## start Information supplied

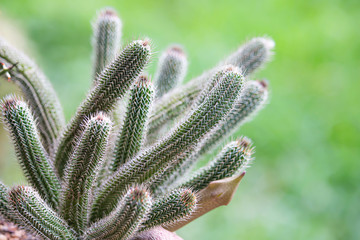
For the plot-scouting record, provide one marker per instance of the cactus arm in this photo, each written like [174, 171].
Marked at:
[171, 208]
[252, 100]
[234, 157]
[133, 130]
[35, 215]
[156, 233]
[31, 155]
[249, 57]
[196, 125]
[217, 193]
[106, 39]
[37, 91]
[125, 220]
[171, 70]
[113, 82]
[81, 172]
[5, 208]
[169, 107]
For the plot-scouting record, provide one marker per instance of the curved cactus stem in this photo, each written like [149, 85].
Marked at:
[252, 100]
[132, 131]
[5, 209]
[156, 233]
[249, 57]
[187, 134]
[106, 39]
[113, 82]
[38, 92]
[169, 107]
[125, 220]
[171, 70]
[234, 157]
[81, 173]
[34, 214]
[30, 152]
[171, 208]
[216, 194]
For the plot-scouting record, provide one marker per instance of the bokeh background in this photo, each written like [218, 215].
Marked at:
[304, 183]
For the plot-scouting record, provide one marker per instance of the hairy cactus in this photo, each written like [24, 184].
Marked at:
[90, 180]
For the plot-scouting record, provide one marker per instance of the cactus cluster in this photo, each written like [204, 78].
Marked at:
[101, 176]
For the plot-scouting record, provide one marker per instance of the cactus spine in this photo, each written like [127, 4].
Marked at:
[30, 153]
[133, 130]
[90, 180]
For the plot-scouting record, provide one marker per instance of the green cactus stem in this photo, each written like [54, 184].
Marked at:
[113, 82]
[133, 129]
[171, 70]
[31, 154]
[37, 91]
[106, 39]
[37, 216]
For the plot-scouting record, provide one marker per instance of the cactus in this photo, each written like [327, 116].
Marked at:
[90, 180]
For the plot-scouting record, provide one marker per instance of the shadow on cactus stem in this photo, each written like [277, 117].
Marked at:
[90, 180]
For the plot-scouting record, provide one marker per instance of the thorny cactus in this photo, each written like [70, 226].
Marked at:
[96, 179]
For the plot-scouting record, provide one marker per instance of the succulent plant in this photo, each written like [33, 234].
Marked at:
[95, 178]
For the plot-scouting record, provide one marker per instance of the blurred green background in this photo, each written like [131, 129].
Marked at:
[304, 181]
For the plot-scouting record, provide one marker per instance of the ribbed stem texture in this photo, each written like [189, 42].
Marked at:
[35, 215]
[167, 108]
[125, 220]
[132, 131]
[31, 154]
[106, 39]
[253, 98]
[82, 171]
[171, 70]
[249, 57]
[38, 92]
[252, 55]
[5, 208]
[234, 157]
[170, 208]
[152, 162]
[113, 82]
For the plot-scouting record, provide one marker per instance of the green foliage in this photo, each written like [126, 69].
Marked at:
[233, 158]
[106, 40]
[81, 172]
[73, 194]
[126, 218]
[31, 155]
[35, 215]
[112, 85]
[170, 208]
[133, 130]
[37, 90]
[171, 70]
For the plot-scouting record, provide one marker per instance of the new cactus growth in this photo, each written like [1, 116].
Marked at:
[90, 180]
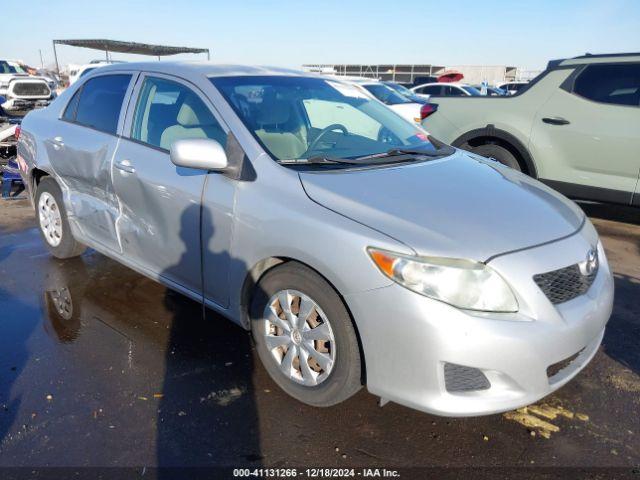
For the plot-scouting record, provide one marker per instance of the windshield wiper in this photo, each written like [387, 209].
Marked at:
[317, 160]
[443, 151]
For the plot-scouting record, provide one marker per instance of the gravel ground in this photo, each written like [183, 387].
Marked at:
[102, 367]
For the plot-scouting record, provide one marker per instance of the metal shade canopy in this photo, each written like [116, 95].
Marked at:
[126, 47]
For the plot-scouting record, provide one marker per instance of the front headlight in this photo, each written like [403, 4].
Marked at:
[461, 283]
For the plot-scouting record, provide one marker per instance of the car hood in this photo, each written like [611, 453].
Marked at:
[462, 206]
[410, 111]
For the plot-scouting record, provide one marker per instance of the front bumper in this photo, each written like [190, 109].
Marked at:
[21, 104]
[408, 338]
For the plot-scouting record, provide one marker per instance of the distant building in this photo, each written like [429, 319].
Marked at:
[396, 73]
[473, 74]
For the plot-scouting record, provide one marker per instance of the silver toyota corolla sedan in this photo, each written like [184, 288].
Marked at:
[356, 248]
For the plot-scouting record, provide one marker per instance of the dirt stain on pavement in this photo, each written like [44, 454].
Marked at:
[626, 381]
[537, 418]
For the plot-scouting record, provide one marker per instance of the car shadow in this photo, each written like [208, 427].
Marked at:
[209, 414]
[18, 321]
[622, 335]
[617, 213]
[206, 413]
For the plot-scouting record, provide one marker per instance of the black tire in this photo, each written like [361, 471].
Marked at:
[344, 380]
[499, 153]
[68, 246]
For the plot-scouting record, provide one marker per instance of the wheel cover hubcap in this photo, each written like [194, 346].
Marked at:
[50, 219]
[299, 337]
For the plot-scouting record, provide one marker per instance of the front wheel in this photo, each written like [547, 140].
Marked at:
[304, 336]
[52, 220]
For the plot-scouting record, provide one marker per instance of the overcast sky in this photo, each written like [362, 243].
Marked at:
[291, 33]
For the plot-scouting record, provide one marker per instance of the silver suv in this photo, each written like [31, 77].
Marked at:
[355, 248]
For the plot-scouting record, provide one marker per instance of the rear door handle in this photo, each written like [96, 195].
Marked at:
[556, 121]
[125, 166]
[57, 142]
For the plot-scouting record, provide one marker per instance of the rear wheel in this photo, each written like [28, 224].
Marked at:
[498, 153]
[52, 220]
[304, 336]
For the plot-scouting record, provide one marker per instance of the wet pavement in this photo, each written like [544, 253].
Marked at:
[100, 366]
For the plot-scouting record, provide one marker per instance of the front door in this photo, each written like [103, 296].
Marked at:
[161, 208]
[82, 147]
[588, 132]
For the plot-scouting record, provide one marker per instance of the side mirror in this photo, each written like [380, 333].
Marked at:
[201, 153]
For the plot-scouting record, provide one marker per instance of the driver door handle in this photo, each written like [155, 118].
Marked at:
[556, 121]
[125, 166]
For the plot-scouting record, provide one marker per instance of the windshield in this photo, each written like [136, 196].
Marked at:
[471, 91]
[87, 70]
[301, 117]
[6, 68]
[386, 95]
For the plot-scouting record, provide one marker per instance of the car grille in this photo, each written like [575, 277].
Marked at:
[553, 370]
[564, 284]
[464, 379]
[29, 89]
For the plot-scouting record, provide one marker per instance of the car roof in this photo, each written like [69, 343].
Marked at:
[456, 84]
[204, 68]
[598, 58]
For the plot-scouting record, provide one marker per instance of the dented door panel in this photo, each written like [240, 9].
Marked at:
[159, 221]
[82, 157]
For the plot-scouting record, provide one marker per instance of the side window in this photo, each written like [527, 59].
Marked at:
[168, 111]
[434, 90]
[453, 92]
[72, 107]
[614, 84]
[100, 102]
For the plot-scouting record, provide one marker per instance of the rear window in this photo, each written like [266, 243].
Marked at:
[614, 84]
[386, 95]
[100, 102]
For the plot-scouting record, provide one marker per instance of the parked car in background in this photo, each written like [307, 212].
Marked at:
[404, 91]
[576, 127]
[446, 90]
[82, 70]
[489, 91]
[404, 106]
[21, 91]
[354, 247]
[512, 87]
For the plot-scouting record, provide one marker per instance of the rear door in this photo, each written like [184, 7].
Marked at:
[587, 135]
[81, 149]
[160, 204]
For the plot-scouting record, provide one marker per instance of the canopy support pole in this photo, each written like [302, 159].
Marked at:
[55, 54]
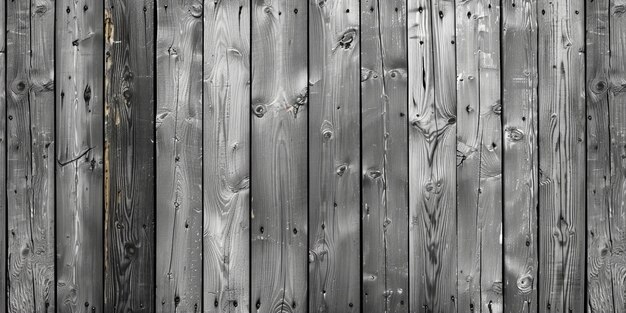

## end Information supplied

What is needed: Report every line above that contains the word "silver", copying each such line in full. Case counts when matching.

Response:
For the plot-scouting record, provide one marker per instance of the silver toyota corolla sedan in this photo, each written like [184, 288].
For the plot-scouting record, provide one marker per instance of the silver suv in this photo, each written like [31, 77].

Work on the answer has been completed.